» What the task requires
Write the next part of the account below about the Acatus train unit's service history, beginning right after its last sentence.

» Document segment

On 29 May 2006, the Acatus was ceremonially handed over to the Polregio company, after which the unit was deployed to operate routes in its home voivodeship. These were mainly connections between Łódź Fabryczna–Skierniewice and Łódź Fabryczna–Sieradz, and additionally, the unit could also be seen on routes such as Łódź Kaliska–Kutno. On 1 June 2009, the vehicle began servicing three Interregio connections per day on the route Łódź Fabryczna–Warszawa Wschodnia.

In the second half of 2011, the unit was parked at the base of the Łódź Regional Transport Company in Idzikowice due to a lack of overhaul repair. In March 2013, this repair was commissioned to Pesa without a tender, as they were the only company capable of performing it. It was supposed to take a month but ultimately was not completed. In June, it was announced that the repair would last until July, but again, it did not materialize due to prolonged negotiations regarding the terms and scope of the overhaul. Meanwhile, the method of financing the repair changed; initially, Polregio had intended to pay for it from its own funds, but eventually received funding from the voivodeship budget for this purpose. In December 2013, the vehicle was sent to the manufacturer's facility for repair, during which it was repainted in the new colors of the Łódź Voivodeship and equipped with Wi-Fi and ticket machines. Originally, it was supposed to return to service in April 2014, a year after the initial planned date. The next deadline was 2 June 2014, but on that day, the unit broke down a few hundred meters before the platform and was unable to take passengers. Eventually, the unit returned to service on June 5 and was deployed to operate the Łódź–Skierniewice route.

» Data extracts
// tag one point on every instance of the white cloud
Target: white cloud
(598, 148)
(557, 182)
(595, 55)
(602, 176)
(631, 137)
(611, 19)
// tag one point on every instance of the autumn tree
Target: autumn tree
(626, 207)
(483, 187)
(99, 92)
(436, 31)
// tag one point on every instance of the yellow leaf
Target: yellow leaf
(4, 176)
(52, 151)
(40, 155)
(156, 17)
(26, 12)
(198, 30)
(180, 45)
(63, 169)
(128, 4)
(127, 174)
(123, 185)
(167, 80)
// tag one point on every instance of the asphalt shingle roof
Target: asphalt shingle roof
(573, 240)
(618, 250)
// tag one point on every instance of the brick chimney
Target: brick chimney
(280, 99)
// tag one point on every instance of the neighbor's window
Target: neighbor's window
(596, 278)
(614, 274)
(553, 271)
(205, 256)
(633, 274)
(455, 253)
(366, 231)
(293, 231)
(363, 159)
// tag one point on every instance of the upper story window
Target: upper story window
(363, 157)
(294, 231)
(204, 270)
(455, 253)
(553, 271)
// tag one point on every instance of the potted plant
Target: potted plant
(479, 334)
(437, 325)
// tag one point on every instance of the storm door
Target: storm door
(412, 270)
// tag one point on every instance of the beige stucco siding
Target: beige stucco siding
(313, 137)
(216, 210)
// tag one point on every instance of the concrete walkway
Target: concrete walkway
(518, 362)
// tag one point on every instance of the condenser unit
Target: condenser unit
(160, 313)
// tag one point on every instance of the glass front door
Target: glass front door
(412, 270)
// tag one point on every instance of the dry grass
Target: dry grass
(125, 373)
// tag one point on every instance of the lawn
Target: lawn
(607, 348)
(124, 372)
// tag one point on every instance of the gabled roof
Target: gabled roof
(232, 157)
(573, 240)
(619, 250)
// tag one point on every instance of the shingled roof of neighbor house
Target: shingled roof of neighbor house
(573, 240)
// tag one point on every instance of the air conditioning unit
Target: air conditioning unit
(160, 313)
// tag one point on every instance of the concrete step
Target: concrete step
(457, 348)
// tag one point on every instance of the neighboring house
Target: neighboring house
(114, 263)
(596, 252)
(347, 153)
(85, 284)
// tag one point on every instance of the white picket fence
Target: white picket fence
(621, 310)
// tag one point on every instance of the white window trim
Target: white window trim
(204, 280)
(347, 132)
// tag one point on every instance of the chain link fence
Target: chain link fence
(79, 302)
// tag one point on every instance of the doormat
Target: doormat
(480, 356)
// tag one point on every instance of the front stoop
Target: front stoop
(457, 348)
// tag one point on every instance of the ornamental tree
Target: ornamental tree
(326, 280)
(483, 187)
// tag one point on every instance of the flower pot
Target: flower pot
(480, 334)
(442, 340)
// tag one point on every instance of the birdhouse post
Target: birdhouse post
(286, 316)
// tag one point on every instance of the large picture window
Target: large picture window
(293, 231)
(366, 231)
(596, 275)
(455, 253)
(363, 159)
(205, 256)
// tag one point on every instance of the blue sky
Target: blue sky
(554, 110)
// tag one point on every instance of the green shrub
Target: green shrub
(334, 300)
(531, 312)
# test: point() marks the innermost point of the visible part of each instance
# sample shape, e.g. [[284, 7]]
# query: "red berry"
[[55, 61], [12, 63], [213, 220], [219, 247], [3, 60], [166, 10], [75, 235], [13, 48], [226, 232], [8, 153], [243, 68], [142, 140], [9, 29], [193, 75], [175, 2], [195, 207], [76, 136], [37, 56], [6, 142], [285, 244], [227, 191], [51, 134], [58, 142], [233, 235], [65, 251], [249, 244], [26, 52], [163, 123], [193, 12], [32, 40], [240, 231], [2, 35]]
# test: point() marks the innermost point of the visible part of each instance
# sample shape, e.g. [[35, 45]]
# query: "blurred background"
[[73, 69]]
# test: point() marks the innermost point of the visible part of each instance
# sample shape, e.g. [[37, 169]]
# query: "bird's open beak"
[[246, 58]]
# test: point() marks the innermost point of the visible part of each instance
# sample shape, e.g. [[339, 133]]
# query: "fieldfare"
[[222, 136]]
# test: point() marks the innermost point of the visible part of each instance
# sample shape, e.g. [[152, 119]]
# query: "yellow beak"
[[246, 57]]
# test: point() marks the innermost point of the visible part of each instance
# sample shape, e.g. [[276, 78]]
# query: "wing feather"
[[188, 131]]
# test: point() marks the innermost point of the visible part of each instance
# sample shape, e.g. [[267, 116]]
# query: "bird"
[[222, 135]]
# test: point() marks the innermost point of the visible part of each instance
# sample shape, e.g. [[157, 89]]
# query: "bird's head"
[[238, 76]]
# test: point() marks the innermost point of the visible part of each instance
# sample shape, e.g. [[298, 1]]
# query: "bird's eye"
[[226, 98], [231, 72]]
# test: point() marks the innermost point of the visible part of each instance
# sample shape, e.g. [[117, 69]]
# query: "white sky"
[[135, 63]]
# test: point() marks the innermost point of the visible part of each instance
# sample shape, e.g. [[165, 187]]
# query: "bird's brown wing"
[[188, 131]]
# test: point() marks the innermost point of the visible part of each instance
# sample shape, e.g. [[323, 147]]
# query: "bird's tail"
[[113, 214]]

---

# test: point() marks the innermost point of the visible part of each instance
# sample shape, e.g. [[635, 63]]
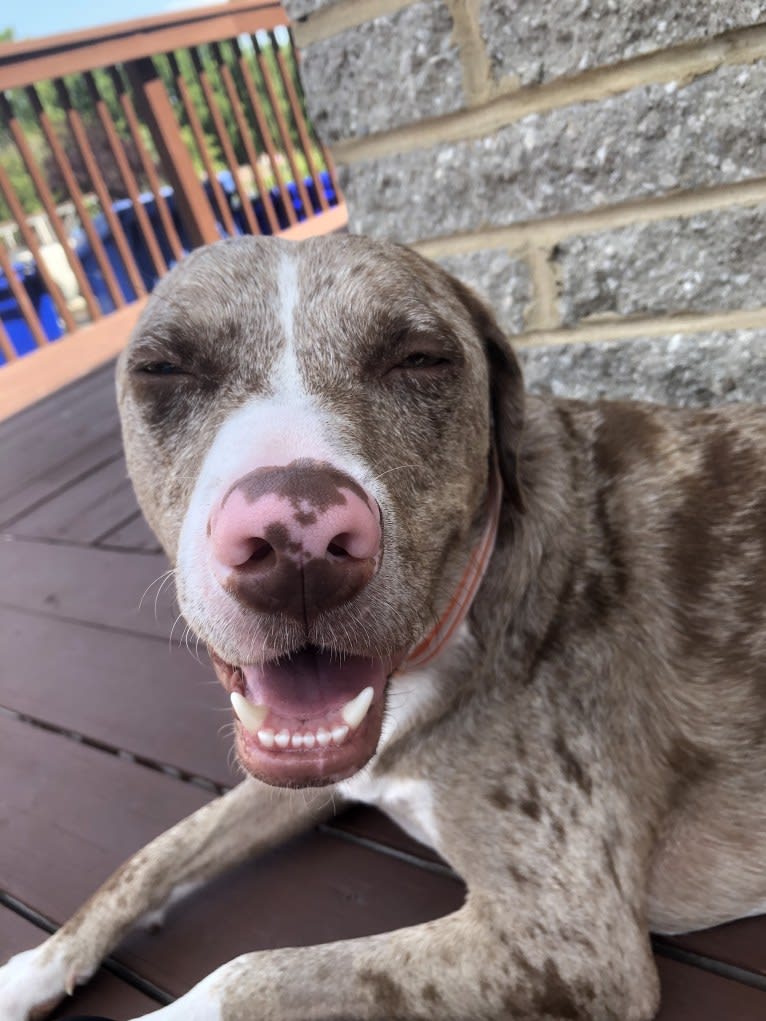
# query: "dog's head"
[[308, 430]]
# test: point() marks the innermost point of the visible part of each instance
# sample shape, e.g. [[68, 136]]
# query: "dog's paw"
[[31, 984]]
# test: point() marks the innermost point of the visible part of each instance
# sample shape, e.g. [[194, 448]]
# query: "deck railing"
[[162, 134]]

» Exercise output
On 30 April 2016, the operational permit issued by the Rail Transport Office expired, and consequently, the technically operational vehicle was decommissioned. In June, the homologation procedure began. The unit was handed over to Pesa, which commissioned the necessary tests to the Tabor Railway Vehicle Institute. In July 2017, the procedure was still ongoing, and the Łódź Voivodeship marshal's office announced that the work leading to the issuance of a new document was advanced. On 2 April 2020, the Łódź Voivodeship Board made a resolution regarding the sale of the ED59-01, and in May 2021, the media reported that the vehicle had been repurchased by the manufacturer.